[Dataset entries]
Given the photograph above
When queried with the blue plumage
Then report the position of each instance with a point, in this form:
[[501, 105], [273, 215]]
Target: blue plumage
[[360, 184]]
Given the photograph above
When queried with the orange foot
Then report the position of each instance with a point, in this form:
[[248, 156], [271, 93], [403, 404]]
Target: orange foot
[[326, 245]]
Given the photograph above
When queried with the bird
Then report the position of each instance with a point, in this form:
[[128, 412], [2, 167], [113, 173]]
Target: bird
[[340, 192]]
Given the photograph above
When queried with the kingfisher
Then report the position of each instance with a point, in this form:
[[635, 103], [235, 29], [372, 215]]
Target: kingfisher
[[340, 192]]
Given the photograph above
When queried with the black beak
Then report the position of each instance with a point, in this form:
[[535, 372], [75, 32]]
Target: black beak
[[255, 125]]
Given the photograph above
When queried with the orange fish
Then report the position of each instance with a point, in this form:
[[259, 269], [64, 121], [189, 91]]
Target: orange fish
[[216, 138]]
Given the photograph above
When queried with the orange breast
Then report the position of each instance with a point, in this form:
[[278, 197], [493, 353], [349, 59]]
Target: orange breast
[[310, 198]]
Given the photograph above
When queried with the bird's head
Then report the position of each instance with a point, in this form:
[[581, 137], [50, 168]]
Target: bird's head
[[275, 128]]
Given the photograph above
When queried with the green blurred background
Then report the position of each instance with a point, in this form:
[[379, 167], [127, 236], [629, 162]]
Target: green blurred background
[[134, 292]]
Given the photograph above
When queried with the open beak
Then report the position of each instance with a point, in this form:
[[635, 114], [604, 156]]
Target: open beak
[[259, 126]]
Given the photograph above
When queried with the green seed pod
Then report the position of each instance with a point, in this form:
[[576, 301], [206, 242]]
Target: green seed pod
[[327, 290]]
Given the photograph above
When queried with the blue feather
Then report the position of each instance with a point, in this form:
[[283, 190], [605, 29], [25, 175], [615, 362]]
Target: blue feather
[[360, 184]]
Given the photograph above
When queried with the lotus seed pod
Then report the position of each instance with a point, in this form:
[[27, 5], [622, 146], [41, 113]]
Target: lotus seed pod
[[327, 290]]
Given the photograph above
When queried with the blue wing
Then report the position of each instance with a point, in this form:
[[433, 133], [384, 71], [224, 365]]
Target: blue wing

* [TASK BRIEF]
In the stretch from the start of the material through the line containing "[[255, 125]]", replace each "Target" with "Query". Give back only those lines, with nothing else changed.

* [SOLUTION FOR THIS TASK]
Given the photograph above
When queried with the blue plumage
Then report the position of each instance with a point, in this form:
[[501, 105], [273, 215]]
Query: blue plumage
[[360, 184]]
Given the photograph above
When queried with the orange foot
Then report the position of each instance with a point, in this form:
[[248, 156], [271, 93], [403, 404]]
Query: orange foot
[[326, 245]]
Given the photograph above
When queried with the bird
Then report the position of each instance with a point, in this form:
[[128, 412], [2, 167], [113, 173]]
Query: bird
[[340, 192]]
Given the photograph above
When queried with the kingfisher
Then report the position of each instance with a point, in this form:
[[635, 103], [235, 29], [372, 215]]
Query: kingfisher
[[340, 192]]
Given the photograph above
When queried with the black beak
Then report the position of each instance with a point, in this form:
[[535, 372], [75, 32]]
Query: black beak
[[255, 125]]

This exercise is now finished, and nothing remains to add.